Complete the following.
**1)** Write out the part of the passage on the Kosovo tribunal that opens with the words containing "An international criminal" and closes with "can it succeed?".
**2)** In one to three sentences, explain why the passage on the Kosovo tribunal offers Nuremberg as an example of victors' justice.

Given passage.
Begin

An international criminal tribunal has been set up to prosecute the victors of the 1999 war in Kosovo. Yes, you read that right. A court has been set up with a mission to investigate and bring to justice those members of the victorious Kosovo Liberation Army (KLA) allegedly responsible for heinous human rights violations and atrocities committed against ethnic minorities and political opponents in the region. An outgrowth of specialist chambers set up by Priština last summer, the lumpily named Kosovo Relocated Specialist Judicial Institution (KRSJI) will be hosted in The Hague. This marks the first time that a special court has been established with the express purpose to prosecute the victors of a war. But can it succeed?
Perhaps the most stubborn, unyielding criticism of international criminal tribunals is that they suffer from victors’ justice. Nuremberg only prosecuted Nazi crimes — and not the ghastly crimes of the Soviet Union or the Allied Force’s carpet bombing of Dresden; The International Criminal Tribunal for Rwanda only prosecuted the Hutu perpetrators of the genocide, leaving all others — including some who subsequently enjoyed political power — to enjoy impunity; the International Criminal Court (ICC) generally prosecutes one side of a conflict — and its targets are typically on the losing side. But in the case of Kosovo, there has been a push to ensure that new structures are created to combat one-sided accountability and to ensure that victors’ justice is itself vanquished.

End

Extracted information.
Begin

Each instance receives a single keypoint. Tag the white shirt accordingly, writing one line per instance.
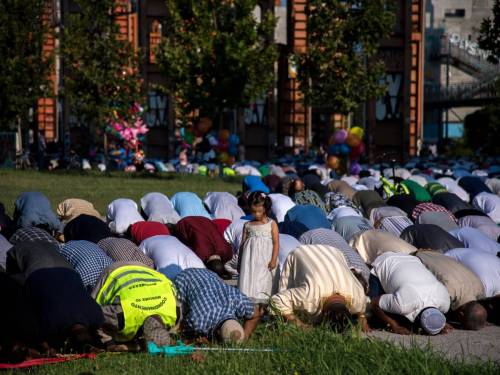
(350, 180)
(452, 186)
(488, 203)
(234, 233)
(158, 208)
(223, 205)
(474, 238)
(342, 211)
(486, 266)
(410, 287)
(5, 246)
(170, 255)
(280, 206)
(419, 180)
(287, 245)
(122, 213)
(247, 170)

End

Task answers.
**1)**
An international criminal tribunal has been set up to prosecute the victors of the 1999 war in Kosovo. Yes, you read that right. A court has been set up with a mission to investigate and bring to justice those members of the victorious Kosovo Liberation Army (KLA) allegedly responsible for heinous human rights violations and atrocities committed against ethnic minorities and political opponents in the region. An outgrowth of specialist chambers set up by Priština last summer, the lumpily named Kosovo Relocated Specialist Judicial Institution (KRSJI) will be hosted in The Hague. This marks the first time that a special court has been established with the express purpose to prosecute the victors of a war. But can it succeed?

**2)** Nuremberg prosecuted only Nazi crimes. It did not prosecute the crimes of the Soviet Union or the Allied Force's carpet bombing of Dresden, so only one side of the war faced trial.